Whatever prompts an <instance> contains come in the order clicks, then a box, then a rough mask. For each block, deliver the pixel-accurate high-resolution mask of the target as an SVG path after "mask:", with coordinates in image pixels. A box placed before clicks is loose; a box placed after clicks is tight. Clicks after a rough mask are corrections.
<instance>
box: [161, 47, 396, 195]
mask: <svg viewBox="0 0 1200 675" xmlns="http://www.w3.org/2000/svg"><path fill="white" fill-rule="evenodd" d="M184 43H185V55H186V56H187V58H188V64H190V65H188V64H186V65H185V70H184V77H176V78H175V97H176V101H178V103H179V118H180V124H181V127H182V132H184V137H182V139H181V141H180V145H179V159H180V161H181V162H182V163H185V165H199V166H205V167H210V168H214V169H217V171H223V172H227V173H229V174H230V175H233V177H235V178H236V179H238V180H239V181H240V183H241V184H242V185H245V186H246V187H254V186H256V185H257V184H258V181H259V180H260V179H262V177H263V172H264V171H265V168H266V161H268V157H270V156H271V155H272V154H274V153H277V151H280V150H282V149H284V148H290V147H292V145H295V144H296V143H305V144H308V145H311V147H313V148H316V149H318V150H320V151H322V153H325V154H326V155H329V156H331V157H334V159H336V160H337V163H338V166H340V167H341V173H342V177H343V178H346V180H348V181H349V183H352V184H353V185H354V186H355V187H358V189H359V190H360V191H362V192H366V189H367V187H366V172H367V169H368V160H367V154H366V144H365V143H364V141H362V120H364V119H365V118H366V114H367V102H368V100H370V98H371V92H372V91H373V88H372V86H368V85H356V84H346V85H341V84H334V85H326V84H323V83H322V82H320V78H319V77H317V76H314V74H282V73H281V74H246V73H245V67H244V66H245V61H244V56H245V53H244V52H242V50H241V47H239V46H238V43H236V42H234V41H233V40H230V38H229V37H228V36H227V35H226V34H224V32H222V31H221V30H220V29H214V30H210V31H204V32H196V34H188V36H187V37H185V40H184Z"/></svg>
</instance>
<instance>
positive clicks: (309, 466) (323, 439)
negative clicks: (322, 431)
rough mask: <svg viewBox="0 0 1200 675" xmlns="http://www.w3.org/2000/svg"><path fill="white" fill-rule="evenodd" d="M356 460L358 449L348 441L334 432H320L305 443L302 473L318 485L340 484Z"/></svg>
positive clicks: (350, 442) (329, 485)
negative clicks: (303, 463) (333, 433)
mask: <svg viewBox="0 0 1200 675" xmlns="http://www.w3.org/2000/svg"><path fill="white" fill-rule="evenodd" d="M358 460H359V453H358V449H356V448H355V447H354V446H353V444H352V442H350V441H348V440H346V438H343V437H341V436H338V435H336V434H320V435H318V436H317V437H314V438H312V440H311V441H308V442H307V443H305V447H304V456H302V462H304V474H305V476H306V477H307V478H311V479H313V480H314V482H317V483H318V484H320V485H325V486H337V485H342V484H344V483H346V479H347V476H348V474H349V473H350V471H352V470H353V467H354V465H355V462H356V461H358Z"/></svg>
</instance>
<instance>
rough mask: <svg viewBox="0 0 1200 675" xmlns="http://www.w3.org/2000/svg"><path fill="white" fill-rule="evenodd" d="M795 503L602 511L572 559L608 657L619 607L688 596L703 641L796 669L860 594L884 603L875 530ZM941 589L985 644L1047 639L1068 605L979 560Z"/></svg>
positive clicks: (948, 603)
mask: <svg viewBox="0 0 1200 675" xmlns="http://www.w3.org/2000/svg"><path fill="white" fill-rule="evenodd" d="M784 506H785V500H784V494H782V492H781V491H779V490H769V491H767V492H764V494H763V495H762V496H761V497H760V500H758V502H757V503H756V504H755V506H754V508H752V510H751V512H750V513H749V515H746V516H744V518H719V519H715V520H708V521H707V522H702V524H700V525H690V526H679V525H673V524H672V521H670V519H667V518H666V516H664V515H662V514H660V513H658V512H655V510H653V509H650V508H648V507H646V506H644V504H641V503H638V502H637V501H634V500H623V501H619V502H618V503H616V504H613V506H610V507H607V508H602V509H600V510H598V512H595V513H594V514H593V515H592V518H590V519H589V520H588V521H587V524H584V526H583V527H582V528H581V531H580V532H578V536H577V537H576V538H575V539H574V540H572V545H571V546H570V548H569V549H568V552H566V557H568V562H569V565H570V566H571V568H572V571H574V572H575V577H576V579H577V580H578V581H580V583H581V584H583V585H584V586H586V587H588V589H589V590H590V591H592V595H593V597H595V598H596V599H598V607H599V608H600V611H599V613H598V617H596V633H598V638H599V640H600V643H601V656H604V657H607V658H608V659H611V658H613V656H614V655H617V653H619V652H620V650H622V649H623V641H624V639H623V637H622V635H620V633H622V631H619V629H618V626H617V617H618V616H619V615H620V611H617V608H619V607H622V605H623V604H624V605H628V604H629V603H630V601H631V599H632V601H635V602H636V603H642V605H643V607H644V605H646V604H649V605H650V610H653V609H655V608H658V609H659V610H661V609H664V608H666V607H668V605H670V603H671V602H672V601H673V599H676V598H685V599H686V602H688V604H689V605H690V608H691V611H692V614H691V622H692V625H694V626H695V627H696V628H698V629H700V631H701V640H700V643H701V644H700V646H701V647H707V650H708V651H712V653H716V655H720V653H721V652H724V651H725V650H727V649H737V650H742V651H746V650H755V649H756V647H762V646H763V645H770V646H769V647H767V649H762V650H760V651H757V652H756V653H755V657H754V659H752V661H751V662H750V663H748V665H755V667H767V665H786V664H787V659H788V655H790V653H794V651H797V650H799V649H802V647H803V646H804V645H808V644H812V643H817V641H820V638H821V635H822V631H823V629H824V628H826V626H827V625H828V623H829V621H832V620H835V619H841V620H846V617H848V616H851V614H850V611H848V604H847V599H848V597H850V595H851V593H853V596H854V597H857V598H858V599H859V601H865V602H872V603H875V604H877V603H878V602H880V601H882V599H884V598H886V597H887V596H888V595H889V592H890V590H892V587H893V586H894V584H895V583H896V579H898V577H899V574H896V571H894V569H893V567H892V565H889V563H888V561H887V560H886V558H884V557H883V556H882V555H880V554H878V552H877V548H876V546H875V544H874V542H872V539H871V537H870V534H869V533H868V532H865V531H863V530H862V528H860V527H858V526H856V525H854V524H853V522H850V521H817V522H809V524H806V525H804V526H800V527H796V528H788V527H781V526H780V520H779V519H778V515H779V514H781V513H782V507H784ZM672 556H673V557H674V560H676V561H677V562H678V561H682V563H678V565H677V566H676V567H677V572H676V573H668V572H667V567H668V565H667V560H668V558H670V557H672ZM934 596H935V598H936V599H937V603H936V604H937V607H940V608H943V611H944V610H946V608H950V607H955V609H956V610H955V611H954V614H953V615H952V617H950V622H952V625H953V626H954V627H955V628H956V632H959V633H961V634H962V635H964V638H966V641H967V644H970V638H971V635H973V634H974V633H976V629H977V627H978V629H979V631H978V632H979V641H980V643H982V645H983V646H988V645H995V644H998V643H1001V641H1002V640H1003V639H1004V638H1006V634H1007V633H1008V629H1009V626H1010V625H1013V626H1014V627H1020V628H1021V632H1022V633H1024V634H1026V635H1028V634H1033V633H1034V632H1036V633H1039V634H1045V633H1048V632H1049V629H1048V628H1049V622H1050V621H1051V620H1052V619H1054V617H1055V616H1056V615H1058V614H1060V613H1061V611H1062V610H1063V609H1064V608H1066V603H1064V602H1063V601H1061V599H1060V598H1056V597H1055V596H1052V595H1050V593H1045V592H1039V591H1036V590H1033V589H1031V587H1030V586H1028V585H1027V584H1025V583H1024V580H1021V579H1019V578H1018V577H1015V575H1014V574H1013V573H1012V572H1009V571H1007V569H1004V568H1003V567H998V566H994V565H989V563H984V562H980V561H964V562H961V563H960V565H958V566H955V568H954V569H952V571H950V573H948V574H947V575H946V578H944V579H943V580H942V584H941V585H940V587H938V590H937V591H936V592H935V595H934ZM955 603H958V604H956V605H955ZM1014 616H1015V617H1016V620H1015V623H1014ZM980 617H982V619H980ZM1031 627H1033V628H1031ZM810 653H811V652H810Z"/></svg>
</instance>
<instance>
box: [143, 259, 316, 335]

★ ★ ★

__Task description__
Your response should be each line that includes the word "rough", copied from the records.

__Your response__
Whatever prompts an <instance> contains come in the order clicks, then a box, then a rough mask. For each block, deliver the pixel-accurate high-resolution mask of the target as an SVG path after "mask:", with coordinates in image pixels. A box placed before clicks is loose; a box placed after clicks is tight. Clicks after a rough mask are corrections.
rough mask: <svg viewBox="0 0 1200 675" xmlns="http://www.w3.org/2000/svg"><path fill="white" fill-rule="evenodd" d="M356 460L358 449L348 441L334 432H320L305 443L302 473L318 485L340 484Z"/></svg>
rough mask: <svg viewBox="0 0 1200 675" xmlns="http://www.w3.org/2000/svg"><path fill="white" fill-rule="evenodd" d="M795 503L602 511L572 559L608 657L619 607L688 596L703 641L796 669L860 594L884 603L875 530ZM941 589L985 644L1047 639L1068 605L979 560Z"/></svg>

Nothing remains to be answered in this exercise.